◆ Excerpt ◆
Re: How to do faster DML

From: Lok P <loknath(dot)73(at)gmail(dot)com>
To: dwhite(at)seawardmoon(dot)com
Cc: Marcos Pegoraro <marcos(at)f10(dot)com(dot)br>, Greg Sabino Mullane <htamfids(at)gmail(dot)com>, pgsql-general <pgsql-general(at)lists(dot)postgresql(dot)org>, Francisco Olarte <folarte(at)peoplecall(dot)com>, haramrae(at)gmail(dot)com, hjp-pgsql(at)hjp(dot)at
Subject: Re: How to do faster DML
Date: 2024-02-04 15:30:08
Message-ID: CAKna9VZx=7VU6x--qO=guhFuAORbSa-Zqfsy5Mu2xxgtV-0xuw@mail.gmail.com
Views: Raw Message | Whole Thread | Download mbox | Resend email
Thread:
Lists: pgsql-general

On Sun, Feb 4, 2024 at 8:14 PM Dennis White <dwhite(at)seawardmoon(dot)com> wrote:

> I'm surprised no one has mentioned perhaps it's a good idea to partition
> this table while adding the pk. By your own statements the table is
> difficult to work with as is. Without partitioning the table, row inserts
> would need to walk the pk index and could be a factor. If this is static
> table then perhaps that's ok but if not...

Image annotation records:
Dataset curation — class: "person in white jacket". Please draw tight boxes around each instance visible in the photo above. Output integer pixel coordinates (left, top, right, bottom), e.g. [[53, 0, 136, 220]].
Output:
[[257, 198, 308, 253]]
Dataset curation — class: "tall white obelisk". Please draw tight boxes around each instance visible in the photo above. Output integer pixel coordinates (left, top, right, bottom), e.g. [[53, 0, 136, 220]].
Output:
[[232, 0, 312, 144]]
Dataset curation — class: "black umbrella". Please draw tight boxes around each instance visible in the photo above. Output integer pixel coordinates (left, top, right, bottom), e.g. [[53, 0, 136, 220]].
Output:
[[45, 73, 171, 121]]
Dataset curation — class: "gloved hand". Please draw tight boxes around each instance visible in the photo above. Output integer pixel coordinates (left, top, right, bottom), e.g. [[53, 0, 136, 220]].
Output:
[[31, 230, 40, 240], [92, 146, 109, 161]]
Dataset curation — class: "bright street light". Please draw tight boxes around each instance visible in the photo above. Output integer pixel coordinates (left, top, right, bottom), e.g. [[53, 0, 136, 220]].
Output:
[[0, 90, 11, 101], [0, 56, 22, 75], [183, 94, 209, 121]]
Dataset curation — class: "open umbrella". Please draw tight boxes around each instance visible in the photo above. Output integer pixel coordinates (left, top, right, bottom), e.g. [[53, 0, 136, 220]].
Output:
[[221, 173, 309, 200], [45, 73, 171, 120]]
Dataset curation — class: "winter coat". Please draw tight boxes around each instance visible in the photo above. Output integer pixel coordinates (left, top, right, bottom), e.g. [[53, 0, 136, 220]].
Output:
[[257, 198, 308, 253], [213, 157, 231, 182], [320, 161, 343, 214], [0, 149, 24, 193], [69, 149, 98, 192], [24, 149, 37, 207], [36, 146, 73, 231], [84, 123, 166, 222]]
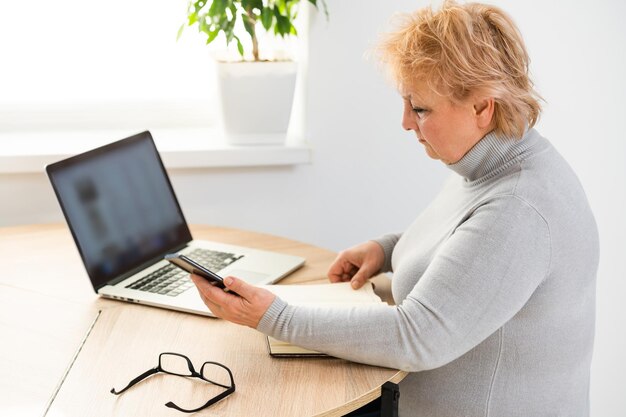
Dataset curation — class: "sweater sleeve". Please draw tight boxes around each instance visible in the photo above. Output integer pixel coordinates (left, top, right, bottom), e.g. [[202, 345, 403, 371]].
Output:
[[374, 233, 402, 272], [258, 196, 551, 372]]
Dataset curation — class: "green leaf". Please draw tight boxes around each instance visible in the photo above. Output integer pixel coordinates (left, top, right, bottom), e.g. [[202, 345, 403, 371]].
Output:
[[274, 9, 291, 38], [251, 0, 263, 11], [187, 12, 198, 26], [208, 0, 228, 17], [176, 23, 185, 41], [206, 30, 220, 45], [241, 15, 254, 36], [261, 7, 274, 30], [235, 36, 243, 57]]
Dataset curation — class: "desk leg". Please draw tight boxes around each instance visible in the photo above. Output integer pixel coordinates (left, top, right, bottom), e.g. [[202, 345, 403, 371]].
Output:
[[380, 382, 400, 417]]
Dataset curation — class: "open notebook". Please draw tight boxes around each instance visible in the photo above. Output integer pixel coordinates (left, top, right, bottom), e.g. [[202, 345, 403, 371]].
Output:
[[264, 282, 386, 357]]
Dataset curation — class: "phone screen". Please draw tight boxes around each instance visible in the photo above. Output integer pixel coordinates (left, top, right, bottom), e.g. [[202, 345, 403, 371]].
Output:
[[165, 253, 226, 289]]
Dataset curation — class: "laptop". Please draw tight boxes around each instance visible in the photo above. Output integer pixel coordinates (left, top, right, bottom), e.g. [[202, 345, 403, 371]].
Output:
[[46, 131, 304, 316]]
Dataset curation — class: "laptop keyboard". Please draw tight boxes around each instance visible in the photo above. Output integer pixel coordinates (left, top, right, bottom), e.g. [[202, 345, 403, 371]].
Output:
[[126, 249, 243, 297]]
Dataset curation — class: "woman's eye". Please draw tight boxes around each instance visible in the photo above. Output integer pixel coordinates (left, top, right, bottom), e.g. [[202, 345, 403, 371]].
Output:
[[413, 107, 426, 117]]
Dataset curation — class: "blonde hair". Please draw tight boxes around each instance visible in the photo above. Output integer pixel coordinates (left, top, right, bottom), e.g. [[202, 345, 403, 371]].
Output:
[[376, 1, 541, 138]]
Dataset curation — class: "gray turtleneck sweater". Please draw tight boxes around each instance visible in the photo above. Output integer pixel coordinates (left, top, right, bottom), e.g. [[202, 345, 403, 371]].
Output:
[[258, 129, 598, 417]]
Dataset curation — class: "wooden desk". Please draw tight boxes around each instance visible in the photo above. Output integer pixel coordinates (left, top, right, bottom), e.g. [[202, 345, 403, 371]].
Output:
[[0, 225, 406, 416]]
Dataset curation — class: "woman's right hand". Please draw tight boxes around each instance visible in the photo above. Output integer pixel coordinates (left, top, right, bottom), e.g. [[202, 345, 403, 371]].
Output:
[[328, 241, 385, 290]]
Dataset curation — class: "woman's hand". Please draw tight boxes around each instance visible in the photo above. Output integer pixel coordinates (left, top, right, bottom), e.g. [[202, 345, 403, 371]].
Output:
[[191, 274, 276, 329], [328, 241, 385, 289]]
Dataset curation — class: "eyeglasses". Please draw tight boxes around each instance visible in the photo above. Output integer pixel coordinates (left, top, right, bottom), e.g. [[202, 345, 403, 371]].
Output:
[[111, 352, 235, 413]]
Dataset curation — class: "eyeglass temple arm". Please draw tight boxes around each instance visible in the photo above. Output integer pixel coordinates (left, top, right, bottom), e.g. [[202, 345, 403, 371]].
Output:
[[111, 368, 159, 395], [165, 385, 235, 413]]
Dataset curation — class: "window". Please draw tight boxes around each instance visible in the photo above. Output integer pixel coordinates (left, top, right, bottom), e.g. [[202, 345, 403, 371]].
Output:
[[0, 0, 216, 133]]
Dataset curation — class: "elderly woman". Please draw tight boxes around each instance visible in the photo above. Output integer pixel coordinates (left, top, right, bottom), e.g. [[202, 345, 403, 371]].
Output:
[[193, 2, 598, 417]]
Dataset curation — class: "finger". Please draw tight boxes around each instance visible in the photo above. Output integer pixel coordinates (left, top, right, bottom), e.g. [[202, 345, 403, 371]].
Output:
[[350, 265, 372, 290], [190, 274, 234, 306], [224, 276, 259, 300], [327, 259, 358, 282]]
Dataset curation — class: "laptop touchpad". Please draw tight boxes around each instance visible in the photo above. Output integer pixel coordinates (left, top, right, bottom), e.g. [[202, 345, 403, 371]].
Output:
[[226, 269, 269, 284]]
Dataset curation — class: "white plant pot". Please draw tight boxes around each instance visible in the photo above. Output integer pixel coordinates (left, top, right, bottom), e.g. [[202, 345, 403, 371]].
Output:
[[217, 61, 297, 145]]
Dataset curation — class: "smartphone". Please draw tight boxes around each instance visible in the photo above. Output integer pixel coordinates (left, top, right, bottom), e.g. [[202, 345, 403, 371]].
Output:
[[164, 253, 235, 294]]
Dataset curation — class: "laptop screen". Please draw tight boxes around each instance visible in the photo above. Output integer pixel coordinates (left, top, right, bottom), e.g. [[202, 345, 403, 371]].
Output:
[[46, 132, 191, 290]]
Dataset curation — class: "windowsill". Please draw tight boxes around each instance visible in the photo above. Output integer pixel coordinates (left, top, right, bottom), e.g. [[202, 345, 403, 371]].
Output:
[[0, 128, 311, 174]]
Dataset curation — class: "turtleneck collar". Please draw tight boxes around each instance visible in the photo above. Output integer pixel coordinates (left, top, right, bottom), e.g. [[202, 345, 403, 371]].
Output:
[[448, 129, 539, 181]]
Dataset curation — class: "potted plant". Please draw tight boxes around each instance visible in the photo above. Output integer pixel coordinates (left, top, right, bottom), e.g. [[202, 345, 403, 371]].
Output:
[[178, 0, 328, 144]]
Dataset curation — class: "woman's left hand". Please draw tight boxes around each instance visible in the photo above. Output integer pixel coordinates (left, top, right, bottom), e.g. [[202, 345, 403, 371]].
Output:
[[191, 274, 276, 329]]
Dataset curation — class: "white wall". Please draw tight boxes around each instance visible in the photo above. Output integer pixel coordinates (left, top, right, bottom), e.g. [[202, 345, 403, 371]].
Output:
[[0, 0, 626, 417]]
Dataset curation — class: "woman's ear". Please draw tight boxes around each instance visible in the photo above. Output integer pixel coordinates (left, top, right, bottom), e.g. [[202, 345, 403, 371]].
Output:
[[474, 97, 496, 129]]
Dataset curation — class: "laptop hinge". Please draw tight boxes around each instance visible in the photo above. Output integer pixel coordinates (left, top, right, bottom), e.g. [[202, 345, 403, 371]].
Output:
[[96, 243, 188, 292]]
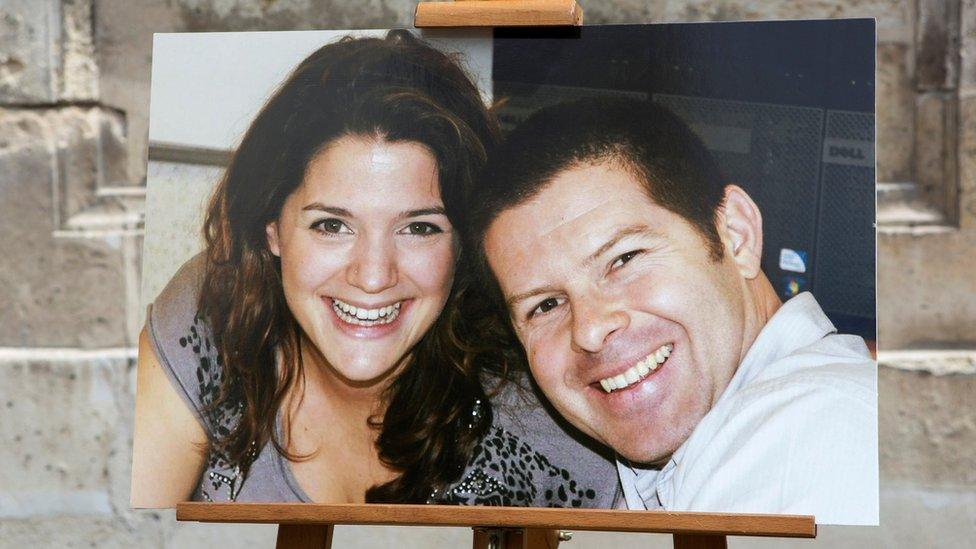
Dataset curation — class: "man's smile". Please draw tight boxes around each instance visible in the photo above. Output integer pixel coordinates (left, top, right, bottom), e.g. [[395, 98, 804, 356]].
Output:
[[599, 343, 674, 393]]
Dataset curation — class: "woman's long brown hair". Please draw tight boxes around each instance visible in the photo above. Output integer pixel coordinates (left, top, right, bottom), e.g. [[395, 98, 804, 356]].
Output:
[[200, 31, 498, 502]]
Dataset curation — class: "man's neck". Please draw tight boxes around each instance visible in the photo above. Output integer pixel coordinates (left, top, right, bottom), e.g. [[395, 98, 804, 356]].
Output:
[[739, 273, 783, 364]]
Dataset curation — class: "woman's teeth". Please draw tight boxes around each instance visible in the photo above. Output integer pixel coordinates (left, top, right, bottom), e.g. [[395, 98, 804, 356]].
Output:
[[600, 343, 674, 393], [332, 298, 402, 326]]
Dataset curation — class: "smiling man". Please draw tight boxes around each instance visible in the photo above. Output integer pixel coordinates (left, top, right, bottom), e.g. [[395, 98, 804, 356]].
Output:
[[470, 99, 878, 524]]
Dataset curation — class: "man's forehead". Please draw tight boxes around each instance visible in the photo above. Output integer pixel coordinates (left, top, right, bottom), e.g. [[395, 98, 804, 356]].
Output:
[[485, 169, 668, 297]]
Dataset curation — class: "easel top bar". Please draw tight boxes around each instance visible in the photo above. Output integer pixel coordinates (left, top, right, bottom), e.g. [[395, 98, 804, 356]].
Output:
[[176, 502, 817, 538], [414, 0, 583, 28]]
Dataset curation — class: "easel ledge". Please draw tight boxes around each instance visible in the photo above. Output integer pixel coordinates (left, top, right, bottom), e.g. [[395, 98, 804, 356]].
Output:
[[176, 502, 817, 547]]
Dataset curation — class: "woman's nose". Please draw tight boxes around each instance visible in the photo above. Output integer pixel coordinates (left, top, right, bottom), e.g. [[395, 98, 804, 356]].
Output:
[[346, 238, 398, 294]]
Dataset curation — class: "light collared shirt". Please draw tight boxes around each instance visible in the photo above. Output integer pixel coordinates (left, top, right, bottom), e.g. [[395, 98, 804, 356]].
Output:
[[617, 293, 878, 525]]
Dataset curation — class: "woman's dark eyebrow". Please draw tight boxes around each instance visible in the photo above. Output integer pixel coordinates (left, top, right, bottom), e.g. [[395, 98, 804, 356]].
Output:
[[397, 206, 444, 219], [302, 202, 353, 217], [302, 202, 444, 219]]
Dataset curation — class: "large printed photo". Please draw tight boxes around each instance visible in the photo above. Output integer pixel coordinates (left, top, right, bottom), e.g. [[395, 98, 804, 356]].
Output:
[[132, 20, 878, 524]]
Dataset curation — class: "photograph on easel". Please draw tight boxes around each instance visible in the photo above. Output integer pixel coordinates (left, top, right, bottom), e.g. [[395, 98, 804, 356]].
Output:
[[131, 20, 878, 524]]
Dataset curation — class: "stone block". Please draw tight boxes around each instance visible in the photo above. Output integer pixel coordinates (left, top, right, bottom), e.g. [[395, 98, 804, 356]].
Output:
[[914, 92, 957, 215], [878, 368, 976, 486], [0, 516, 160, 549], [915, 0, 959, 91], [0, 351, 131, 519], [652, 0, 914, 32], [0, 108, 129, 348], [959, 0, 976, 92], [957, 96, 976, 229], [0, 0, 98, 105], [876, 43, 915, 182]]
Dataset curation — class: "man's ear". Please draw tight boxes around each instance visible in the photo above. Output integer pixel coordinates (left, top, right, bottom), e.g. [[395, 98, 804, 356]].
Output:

◆ Task 1 ◆
Duplicate the records, from the first line down to the line containing "[[232, 0, 312, 144]]", keeping both ends.
◆ Task 2 ◆
Pick up the mailing-list reply on faster DML after its last line and carry it on.

◆ Task result 1 ◆
Dataset curation — class: "person in white jacket". Please draw tight boxes around each instance visible in the photo above. Output integer pixel coordinates (left, top, right, bottom), e.g. [[53, 0, 136, 220]].
Output:
[[257, 198, 308, 253]]
Dataset curation — class: "tall white obelisk". Please draw tight boxes around each instance visible in the photo above. Output integer pixel coordinates (left, top, right, bottom), e.g. [[53, 0, 136, 220]].
Output:
[[232, 0, 312, 144]]

◆ Task result 2 ◆
>
> Anyway I don't recall what type the ID was or how it's set but i suggest
> you seriously investigate using it to partition this table into manageable
> smaller tables.
> Best of luck.
>
> On Sun, Feb 4, 2024, 8:00 AM Marcos Pegoraro <marcos(at)f10(dot)com(dot)br> wrote:
>
>> insert into mytable2 select * from mytable1 order by ctid limit
>>> 10_000_000 offset 20_000_000;
>>>
>>
>> You can use min/max values grouping them by 10_000_000 records, so you
>> don´t need that offset, then generate commands and run them.
>>
>> select format('insert into mytable2 select * from mytable1 where i
>> between %s and %s;', max(i), min(i)) from t group by i/10_000_000;
>>
>
Thank you so much.

You are correct. It was seemingly difficult to operate on this table. Every
read query is struggling and so partitioning is something we must have to
think of. And hoping that, postgres will be able to handle this scale, with
proper partitioning and indexing strategy.

I have a few related questions.

1)Even after partitioning the target table , to speed up the data load on
this table , Is there an option to disable the primary and foreign keys and
re-enable them post data load finishes. Will that be a good idea or will it
be cumbersome/resource intensive to re-enable the constraints , after
persisting all the data in the table?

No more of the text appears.